# Requests:
1 - Echo the passage of the historical introduction to Japan's commercial code between "In 1808 the" and "had its influence.", inclusive, copying it word for word.
2 - Using the historical introduction to Japan's commercial code, explain in one to three sentences why a restatement of the principles of commercial law was called for by the beginning of the nineteenth century.

═══ Source extract ═══

The Commercial Code of Japan/Historical Introduction

Historical Introduction.


Commercial law as a separate branch of the greater body of civil law began to assume doctrinal distinctness in mediæval times, though the origin of maritime law may be traced to Phœnicia, Carthage, Greece, and other ancient countries along the eastern coast of the Mediterranean Sea, whence provisions for commercial paper, general average, and the liability of the master of a ship found their way to the Roman law. There were three causes from which the commercial law was recognized as special law: First, owing to the impetus given commerce by the League of the Lombard Cities, the League of the Rhine, and the Hanseatic League, together with the resulting notable prosperity of many cities in northern Europe and in Italy after the Crusades, business transactions became more complicated, the old Roman law became inadequate when applied to new cases, and consequently commercial customs, ex necessitate, attained the force of law in all the great marts. Second, under the feudal system, traders at fairs and markets being treated as a special class of people, usually called collegia mercatorum, had their own special legislature, special jurisdiction, and therefore special jurisprudence, named jus mercatorum. Thirdly, since the rules of the canon law, especially those relating to the prohibition of usury, were too rigid and inflexible, it was necessary to have a law more equitable. All these factors contributed to the growth of what in time came to be recognized and called Commercial Law.

The commercial law mentioned above was no more than the customary law prevailing in different countries, but not codified. France was the first country to have a commercial code. Early in 1673 the famous ordonnance of Louis XIV, entitled Le Code des Marchands, was issued. It consisted of one hundred and twenty-two articles, divided into Commerce in General, Bills and Notes, Bankruptcy, and Commercial Jurisdictions. This ordinance was also called Code Savary, because it was written by Jacques Savary, an expert merchant. In 1681 another code, called the Ordonnance de la Marine, was promulgated. It was considered the most excellent code at the time of Louis XIV, and was welcomed by all the countries of Europe. By the beginning of the nineteenth century, the Code des Marchands and the Ordonnance de la Marine had become overshadowed by doctrinal development, and changed methods of business called for a restatement of the principles of commercial law.

In 1808 the present French Commercial Code went into effect. It consists of four books—Commerce in General, Marine Commerce, Bankruptcy, and Commercial Jurisdictions. Since the French Commercial Code was the only commercial code at the beginning of the nineteenth century, the accomplishment of that code was a great revolution in the legal world. Every country in Continental Europe was more or less, directly or indirectly, affected by this code. So far as the military force of Napoleon extended, the French Commercial Code had its influence.

═══ Given data ═══

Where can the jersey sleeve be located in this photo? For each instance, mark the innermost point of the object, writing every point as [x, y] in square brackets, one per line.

═══

# Outputs:
1 -
In 1808 the present French Commercial Code went into effect. It consists of four books—Commerce in General, Marine Commerce, Bankruptcy, and Commercial Jurisdictions. Since the French Commercial Code was the only commercial code at the beginning of the nineteenth century, the accomplishment of that code was a great revolution in the legal world. Every country in Continental Europe was more or less, directly or indirectly, affected by this code. So far as the military force of Napoleon extended, the French Commercial Code had its influence.

2 - By the beginning of the nineteenth century, the Code des Marchands and the Ordonnance de la Marine had become overshadowed by doctrinal development. Changed methods of business also called for a restatement of the principles of commercial law.